#### [Task to carry out]
Please change every "pixel coordinates" in the records below to "x and y coordinates" and leave all other text as it is. Reproduce the records without the pictures.

====

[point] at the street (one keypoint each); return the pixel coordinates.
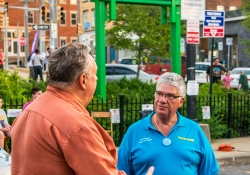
(242, 169)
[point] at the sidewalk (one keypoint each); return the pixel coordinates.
(239, 155)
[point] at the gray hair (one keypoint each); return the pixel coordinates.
(67, 63)
(174, 80)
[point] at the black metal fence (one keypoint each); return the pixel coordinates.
(231, 111)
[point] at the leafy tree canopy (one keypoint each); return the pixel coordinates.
(138, 28)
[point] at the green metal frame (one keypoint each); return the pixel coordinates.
(101, 17)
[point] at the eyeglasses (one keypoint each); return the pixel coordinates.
(159, 94)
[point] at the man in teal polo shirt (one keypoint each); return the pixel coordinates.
(171, 143)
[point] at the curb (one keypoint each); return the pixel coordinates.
(234, 160)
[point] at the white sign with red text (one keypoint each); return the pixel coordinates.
(193, 32)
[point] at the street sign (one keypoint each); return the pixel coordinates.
(22, 41)
(86, 25)
(214, 24)
(40, 27)
(229, 41)
(192, 10)
(193, 32)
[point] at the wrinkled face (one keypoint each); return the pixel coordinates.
(163, 106)
(37, 94)
(216, 62)
(91, 81)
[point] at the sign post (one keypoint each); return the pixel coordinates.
(213, 27)
(40, 27)
(193, 32)
(22, 41)
(193, 12)
(229, 42)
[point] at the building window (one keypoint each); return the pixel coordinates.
(93, 18)
(73, 19)
(48, 16)
(63, 42)
(73, 1)
(30, 17)
(63, 22)
(85, 16)
(62, 2)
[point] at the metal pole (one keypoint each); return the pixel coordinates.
(52, 46)
(121, 117)
(26, 31)
(6, 39)
(228, 56)
(18, 46)
(41, 33)
(191, 99)
(79, 20)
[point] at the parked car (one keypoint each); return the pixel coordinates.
(201, 71)
(235, 75)
(130, 61)
(118, 71)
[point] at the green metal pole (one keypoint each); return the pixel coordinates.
(175, 38)
(100, 48)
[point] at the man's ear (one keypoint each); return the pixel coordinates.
(83, 81)
(181, 101)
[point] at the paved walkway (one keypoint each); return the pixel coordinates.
(241, 153)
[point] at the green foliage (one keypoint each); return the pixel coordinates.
(144, 22)
(13, 86)
(130, 88)
(246, 24)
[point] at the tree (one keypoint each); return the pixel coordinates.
(138, 28)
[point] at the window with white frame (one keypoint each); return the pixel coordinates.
(73, 1)
(62, 41)
(62, 2)
(73, 16)
(93, 18)
(30, 17)
(85, 16)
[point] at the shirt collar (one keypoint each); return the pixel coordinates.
(64, 95)
(148, 124)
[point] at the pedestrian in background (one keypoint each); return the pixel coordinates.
(243, 81)
(55, 133)
(31, 67)
(227, 79)
(4, 125)
(37, 62)
(35, 92)
(1, 59)
(173, 144)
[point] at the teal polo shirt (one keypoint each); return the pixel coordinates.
(189, 152)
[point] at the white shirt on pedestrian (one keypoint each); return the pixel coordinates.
(37, 59)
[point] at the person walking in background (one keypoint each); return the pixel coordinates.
(218, 70)
(1, 59)
(31, 67)
(173, 144)
(55, 132)
(37, 62)
(4, 125)
(243, 81)
(35, 92)
(227, 79)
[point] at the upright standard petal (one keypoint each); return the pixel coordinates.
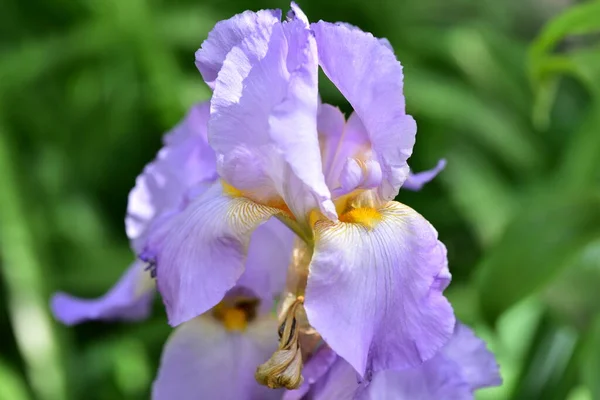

====

#### [Task solution]
[point] at the street (one keypoint each); return the x and y coordinates.
(242, 169)
[point] at the sidewalk (one keypoint each); return the x and y coordinates.
(239, 155)
[point] at the gray hair (one keypoint each); return the x and y coordinates.
(67, 63)
(174, 80)
[point] at the black metal fence (one keypoint each); return the x and y coordinates.
(231, 111)
[point] at the leafy tree canopy (one keypoint each); return the x and y coordinates.
(138, 28)
[point] at the green metal frame (one keypoint each); return the x and y coordinates.
(101, 17)
[point] at the eyeglasses (one keypoint each); return the x and y coordinates.
(159, 94)
[point] at the man in teal polo shirt (one keypoint each); return the x and y coordinates.
(171, 143)
[point] at the curb (one keypoint each); return the x and y coordinates.
(234, 160)
[point] at the white sign with red text (one keypoint each); return the x and y coordinates.
(193, 32)
[point] at the street sign (one keypoint each); return the x and y coordinates.
(22, 41)
(86, 25)
(214, 24)
(40, 27)
(229, 41)
(192, 10)
(193, 32)
[point] at the wrinkled face (one keypoint each); return the x and y coordinates.
(163, 106)
(37, 94)
(216, 62)
(91, 81)
[point] at the sign post (one keypoint each); return the x and y coordinates.
(213, 27)
(40, 27)
(193, 32)
(22, 41)
(193, 12)
(229, 42)
[point] at the building window (one keypoint each); return the x and y coordinates.
(93, 18)
(73, 19)
(48, 16)
(63, 42)
(73, 1)
(30, 17)
(63, 22)
(85, 16)
(62, 2)
[point] at the metal pole (one keypoint each); return the x and y coordinates.
(52, 46)
(121, 117)
(26, 31)
(6, 39)
(228, 56)
(18, 46)
(41, 33)
(191, 99)
(79, 20)
[point] at the parked car (one keypoint each); return the x and y coordinates.
(201, 71)
(235, 75)
(130, 61)
(118, 71)
[point] at the green metal pole (one keypoint each); return the x and y coordinates.
(175, 38)
(100, 48)
[point] at the man's ear (one keypoint each); return the x and y coordinates.
(83, 81)
(181, 101)
[point] at the paved walkway (one keypoint each); return the x and y coordinates.
(241, 153)
[point] at the green foliage (one keypoint each); return the x and y coordinates.
(144, 22)
(13, 86)
(130, 88)
(246, 24)
[point] at the tree (one keypoint each); return the x and y coordinates.
(138, 28)
[point] at the window with white frame (one keypoint each); return the x and y coordinates.
(73, 1)
(62, 41)
(62, 2)
(73, 16)
(93, 18)
(30, 17)
(85, 16)
[point] at the shirt collar (one keypoint each); return the x and y coordinates.
(64, 95)
(148, 124)
[point] at the pedestrian in background (one keypoint each); return the x and y coordinates.
(243, 81)
(55, 133)
(31, 67)
(227, 79)
(4, 125)
(37, 62)
(35, 92)
(1, 59)
(173, 144)
[point] at the teal polo shirt (one keypoint each); return the x and y coordinates.
(189, 152)
[point] at the white shirt on pedestrian (one keypoint each); return the x and y coordinates.
(37, 59)
[point] at the person walking in background (one keypoint each); return the x and y coordinates.
(218, 70)
(1, 59)
(31, 67)
(173, 144)
(55, 132)
(37, 62)
(4, 125)
(243, 81)
(35, 92)
(227, 79)
[point] at the upright standard petal (one keypoint each); return the x and y coordinates.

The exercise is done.